• **Do this**
Reproduce word for word everything in the battery article below from "The small-scale prototype" down to "or wind power.".

• **Text extract**
* * * * * * *

The small-scale prototype has the potential to be competitive with the dominant lithium-ion batteries.
The rechargeable battery, created by a team at RMIT (Royal Melbourne Institute of Technology) in Australia, uses carbon and water instead of lithium.
Lithium is a relatively rare and expensive metal. Rather than focusing on other metals like magnesium, the research team built rechargeable “proton” batteries from abundant carbon and water. If commercialised, the technology could allow for cheaper domestic or grid storage work with solar panels or wind power.
Professor John Andrews, the project leader, said that as renewable energy sources became more efficient there was an increasing need for storage technologies that used cheap and abundant materials.
The findings were published in the International Journal of Hydrogen Energy.
“Lithium-ion batteries are great but they rely on ultimately scarce and expensive resources,” Andrews said. “Hydro is also a good technology but suitable sites are limited and the cost may be very high.
“The advantage is we’re going to be storing protons in a carbon-based material, which is abundant, and we are getting protons from water which is readily available.”

* * * * * * *

• **Dataset content**
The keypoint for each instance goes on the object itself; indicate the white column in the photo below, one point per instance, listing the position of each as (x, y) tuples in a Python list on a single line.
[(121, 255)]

* * * * * * *

• **Response to the exercise**
The small-scale prototype has the potential to be competitive with the dominant lithium-ion batteries.
The rechargeable battery, created by a team at RMIT (Royal Melbourne Institute of Technology) in Australia, uses carbon and water instead of lithium.
Lithium is a relatively rare and expensive metal. Rather than focusing on other metals like magnesium, the research team built rechargeable “proton” batteries from abundant carbon and water. If commercialised, the technology could allow for cheaper domestic or grid storage work with solar panels or wind power.